## Exercise brief
Find the lines in the records that carry the word "Target". Copy each one.

## Information
==============================

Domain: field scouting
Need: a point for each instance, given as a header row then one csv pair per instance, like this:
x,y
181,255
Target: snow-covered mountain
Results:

==============================

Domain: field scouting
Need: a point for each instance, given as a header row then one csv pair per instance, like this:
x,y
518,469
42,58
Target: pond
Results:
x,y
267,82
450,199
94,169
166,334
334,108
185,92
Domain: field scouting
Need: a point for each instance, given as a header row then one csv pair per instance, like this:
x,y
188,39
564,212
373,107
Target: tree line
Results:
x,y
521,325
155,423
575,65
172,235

==============================

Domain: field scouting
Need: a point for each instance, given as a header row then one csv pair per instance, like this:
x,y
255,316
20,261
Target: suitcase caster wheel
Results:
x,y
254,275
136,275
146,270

==============================

## Problem solution
Target: snow-covered mountain
Target: pond
Target: tree line
Target: suitcase caster wheel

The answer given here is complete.